-------- EXCERPTED RECORDS

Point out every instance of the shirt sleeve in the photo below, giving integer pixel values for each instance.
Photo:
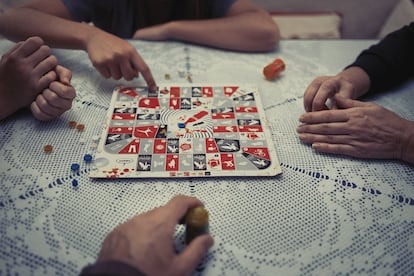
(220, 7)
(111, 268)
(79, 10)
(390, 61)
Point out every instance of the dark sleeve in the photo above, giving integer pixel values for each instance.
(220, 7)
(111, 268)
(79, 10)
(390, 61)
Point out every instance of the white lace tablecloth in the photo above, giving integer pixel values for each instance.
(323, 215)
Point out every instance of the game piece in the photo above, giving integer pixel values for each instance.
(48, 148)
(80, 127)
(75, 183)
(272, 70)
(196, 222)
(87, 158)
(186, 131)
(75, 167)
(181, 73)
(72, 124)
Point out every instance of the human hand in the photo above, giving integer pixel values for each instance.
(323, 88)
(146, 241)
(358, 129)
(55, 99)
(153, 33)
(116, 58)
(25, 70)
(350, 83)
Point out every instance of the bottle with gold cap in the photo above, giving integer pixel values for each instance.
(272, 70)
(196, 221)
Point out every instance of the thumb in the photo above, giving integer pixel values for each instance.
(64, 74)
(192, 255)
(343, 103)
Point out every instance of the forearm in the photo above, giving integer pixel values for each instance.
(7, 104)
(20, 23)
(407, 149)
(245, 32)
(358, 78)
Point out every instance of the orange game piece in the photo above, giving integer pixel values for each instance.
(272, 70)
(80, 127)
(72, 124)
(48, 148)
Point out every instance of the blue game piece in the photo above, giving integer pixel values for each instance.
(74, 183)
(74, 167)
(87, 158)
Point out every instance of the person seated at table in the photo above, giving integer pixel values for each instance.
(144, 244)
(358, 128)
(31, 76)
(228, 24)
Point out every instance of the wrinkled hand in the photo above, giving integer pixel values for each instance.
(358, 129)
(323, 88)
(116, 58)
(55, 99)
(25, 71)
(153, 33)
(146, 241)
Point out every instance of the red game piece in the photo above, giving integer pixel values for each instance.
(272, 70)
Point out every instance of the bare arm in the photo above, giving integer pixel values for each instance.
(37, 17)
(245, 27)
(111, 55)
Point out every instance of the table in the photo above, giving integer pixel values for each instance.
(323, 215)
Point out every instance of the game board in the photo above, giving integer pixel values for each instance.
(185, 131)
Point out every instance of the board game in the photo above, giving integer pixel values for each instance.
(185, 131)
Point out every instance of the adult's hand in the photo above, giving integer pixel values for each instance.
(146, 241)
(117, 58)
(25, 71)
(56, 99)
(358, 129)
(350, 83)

----------------
-------- EXCERPTED RECORDS

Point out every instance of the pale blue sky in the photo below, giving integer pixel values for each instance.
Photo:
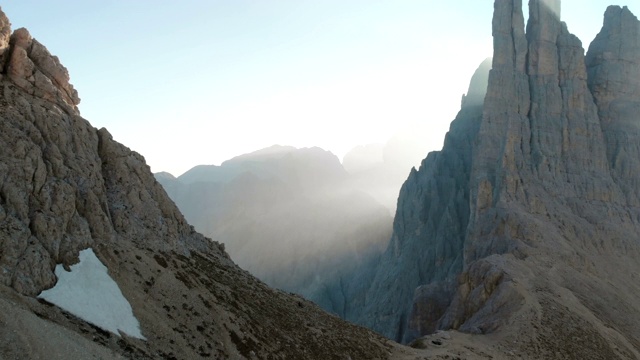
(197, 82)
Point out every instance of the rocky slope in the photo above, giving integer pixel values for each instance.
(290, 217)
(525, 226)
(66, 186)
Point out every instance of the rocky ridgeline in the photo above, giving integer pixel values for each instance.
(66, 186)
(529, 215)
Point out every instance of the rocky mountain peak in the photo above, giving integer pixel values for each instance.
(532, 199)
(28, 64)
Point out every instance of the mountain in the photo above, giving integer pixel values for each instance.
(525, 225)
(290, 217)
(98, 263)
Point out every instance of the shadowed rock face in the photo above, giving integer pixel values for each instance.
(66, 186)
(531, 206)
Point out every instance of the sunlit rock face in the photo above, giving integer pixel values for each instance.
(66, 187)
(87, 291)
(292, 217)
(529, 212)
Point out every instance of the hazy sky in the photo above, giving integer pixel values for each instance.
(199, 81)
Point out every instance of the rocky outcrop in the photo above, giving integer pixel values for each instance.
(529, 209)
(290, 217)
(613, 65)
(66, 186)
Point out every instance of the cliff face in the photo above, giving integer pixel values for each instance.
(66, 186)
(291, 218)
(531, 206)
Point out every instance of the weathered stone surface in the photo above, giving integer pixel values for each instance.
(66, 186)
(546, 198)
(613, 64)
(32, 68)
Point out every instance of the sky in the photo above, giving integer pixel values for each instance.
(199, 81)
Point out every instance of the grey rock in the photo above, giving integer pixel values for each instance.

----------------

WORK TO BE COMPLETED:
What is needed is every line of the records that contains the word "below".

RESPONSE TO THE TASK:
Point out every instance of the shirt sleeve in the photo below, giving integer pixel values for each instance.
Point out every instance of the pale blue sky in the photo below, giving integer pixel values for each instance.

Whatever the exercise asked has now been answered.